# Provided passage
World Benchmarking Alliance WBA identified seven transformations needed to take place to put society and the worldwide economy on a more sustainable path aligned to the UN SDGs

Launched in 2018, the World Benchmarking Alliance (WBA) identified seven transformations needed to take place to put society and the worldwide economy on a more sustainable path aligned to the UN Sustainable Development Goals (SDGs). To support the transformations, WBA has developed, or will be developing, a series of benchmarks assessing 2,000 of the world’s most influential companies to measure the companies’ contributions to the SDGs. Data will be publicly available.

WBA’s food and agriculture baseline assessment evaluates the commitments of the world’s 350 most influential food and agriculture companies on fourteen main topics, with each having a set of sub topics by WBA:

Environment

Air and climate
Nature and biodiversity
Sustainable food production and sourcing
Sustainable water supply for human use and ecosystems
Reduce food and packaging waste
Ethical animal production systems
Nutrition

Availability of healthy and sustainable foods
Accessibility and affordability of healthy and sustainable foods
Promote healthy eating
Healthy and sustainable diets in the workplace
Food safety worldwide
Social Inclusion

Labor rights and decent work
Decent standard living for smallholder farmers
Resource rights
The majority of companies fail to demonstrate a comprehensive set of commitments in one or more dimensions, according to the findings by WBA. Below are four key takeaways:

The food industry is insufficiently aligned with the sustainable development agenda

About 25% of companies assessed by WBA do not commit to tackling environmental, nutritional and social challenges. An estimated 75% of companies disclose some commitments; however, only twelve companies demonstrate leading practices across the three dimensions: Arla Foods, CNH Industrial, Danone, Heineken, McDonald’s, Nestlé, OCP, Orkla, PepsiCo, ThaiBev, Unilever and Yara.

# Tasks to carry out
a. In the World Benchmarking Alliance passage, how many food and agriculture companies does the baseline assessment evaluate?
b. Pick up the World Benchmarking Alliance passage after its last sentence and keep writing it.
You won't need the listing for anything here.

[Entries from a dataset]
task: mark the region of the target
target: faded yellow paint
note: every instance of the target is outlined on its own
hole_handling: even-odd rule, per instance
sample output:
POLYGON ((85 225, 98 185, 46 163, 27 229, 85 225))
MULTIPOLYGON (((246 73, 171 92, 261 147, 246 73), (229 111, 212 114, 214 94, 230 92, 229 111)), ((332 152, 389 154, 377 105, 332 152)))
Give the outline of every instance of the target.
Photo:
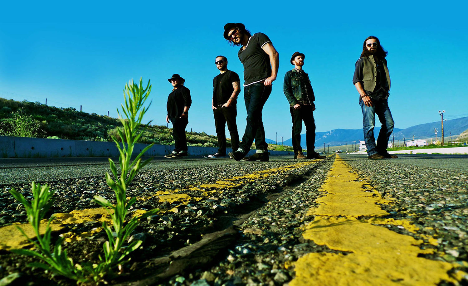
MULTIPOLYGON (((45 232, 45 227, 47 225, 47 220, 41 221, 39 228, 39 233, 44 235, 45 232)), ((31 245, 32 243, 21 234, 16 227, 20 227, 24 233, 30 238, 36 237, 36 233, 32 227, 28 223, 15 223, 0 228, 0 249, 11 249, 22 248, 31 245)), ((61 224, 51 223, 51 228, 52 231, 60 230, 65 227, 61 224)))
POLYGON ((463 275, 458 271, 457 277, 450 277, 447 272, 454 265, 418 257, 434 252, 418 247, 423 240, 373 225, 401 226, 412 232, 418 230, 410 221, 382 218, 388 214, 378 205, 390 200, 360 179, 339 156, 320 191, 325 195, 317 200, 319 206, 308 212, 314 219, 307 224, 303 236, 345 254, 312 253, 301 257, 295 263, 296 277, 290 286, 425 286, 442 280, 456 283, 457 277, 463 275), (362 217, 372 217, 359 219, 362 217))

# Answers for the exercise
a. The world's 350 most influential food and agriculture companies.

b.
The road to realising the Paris Agreement is long

Half (50%) of companies assessed by WBA do not disclose targets or report on progress to reduce GHG emissions, while only 7% demonstrate holistic commitments needed for comprehensive environmental stewardship. While most companies across the food value chain are working on reducing water use, with 64% showing some form of commitment, only 25% consider their supply chain in water-stressed areas.

Improving nutrition poses the biggest challenge

The majority of companies WBA assessed struggle to identify how they can contribute to improving nutrition in society — nutrition had the smallest number of commitments across the three main dimensions. Sixty-three percent (63%) of agricultural input companies demonstrate no commitment to nutritional targets, while downstream, consumer-facing companies fall equally short on commitments.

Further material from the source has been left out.